Instructions to follow: Where a record holds a picture, leave the picture out; otherwise repeat every record exactly.
### Exercise material ###
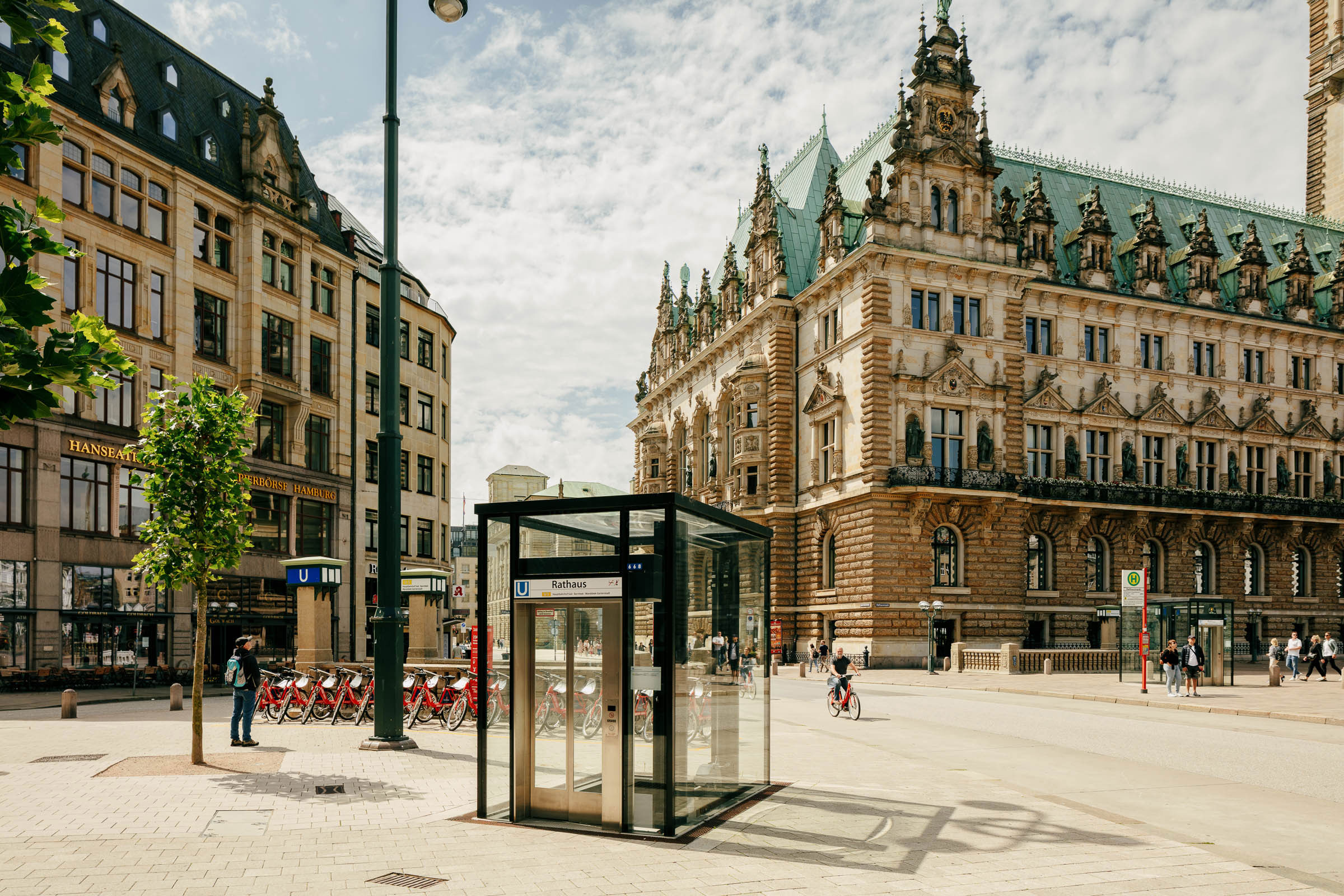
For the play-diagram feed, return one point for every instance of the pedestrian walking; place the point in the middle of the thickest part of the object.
(1171, 668)
(1191, 662)
(244, 675)
(1276, 656)
(1329, 647)
(1295, 654)
(1314, 659)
###
Response area:
For the play-diagram feed, return one point for every instance of the pedestrian walking; place the point in the middle of the thickest part of the object.
(1171, 668)
(1191, 662)
(244, 675)
(1276, 656)
(1329, 647)
(1295, 654)
(1314, 659)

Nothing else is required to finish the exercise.